** EXERCISE INSTRUCTIONS **
Copy the rows below word for word, changing nothing.

+++++

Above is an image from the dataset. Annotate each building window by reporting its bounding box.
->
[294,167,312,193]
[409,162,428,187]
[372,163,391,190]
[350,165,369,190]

+++++

** WORKED SOLUTION **
Above is an image from the dataset. Annotate each building window by reporting its bounding box.
->
[294,167,312,193]
[409,162,428,187]
[372,163,391,190]
[350,165,369,190]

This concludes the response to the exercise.